__Document text__
Sunday, 28 October 2012

Master of the Universe and The Virgin of Alsace





Master of the Universe : Eduardo Paolozzi (1924-2005)




Scottish Gallery of Modern Art,Modern Two began life as the Dean Orphanage.
Designed in 1830 by architect Thomas Hamilton,the building entered it's present incarnation when it
as acquired by the Scottish National Galleries,opening in 1999 as the Dean Gallery.

The gallery houses a collection of Dada and Surrealist works including a large body of work gifted
by Edinburgh born Sir Eduardo Paolozzi,before his death.

Unfortunately the galleries operate a no photos policy indoors.




This is one of my favourite buildings in the city,probably because it looks
and feels like an Italian palazzo. 
I can't begin to imagine the orphans' thoughts when they arrived here!



Ornate chimney construction.




Edinburgh skyline from the front terrace.










Foil :  Anthony Caro



Stone circle by Richard Long.

Behind this sculpture is the old Dean Cemetery which contains many elaborate
memorials to prominent city figures.



The Virgin of Alsace : Emile-Antoine Bourdelle (1861-1929)












13 comments:

louciao said...

What an eclectic mix of sculpture and architecture. A fascinating place to wander and wonder, no doubt.

Genie -- Paris and Beyond said...

Ruby, you have made the best of "no photos" inside and the stroll through the grounds is accented with lovely vignettes, statues and views of the architecture.

Bises,
Genie

biebkriebels said...

I like the building and the park. The combination of nature and art is always a joy to walk in. Beautiful pictures.

Palomasea said...

Really beautiful, dear Ruby...
Those chimneys...wow! Again, I love the juxtaposition of the romantic building/grounds and modern pieces..
Thank you so much for sharing this.

And a big thank you for your kind visit...I hope your weather does not get too wild...

__Record excerpts__
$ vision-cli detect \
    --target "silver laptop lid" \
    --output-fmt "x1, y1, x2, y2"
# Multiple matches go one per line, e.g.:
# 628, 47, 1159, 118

__To be done__
Please list the name of every commenter whose comment appears in the blog post about the Dean Gallery.

__Problem solution__
- louciao
- Genie -- Paris and Beyond
- biebkriebels
- Palomasea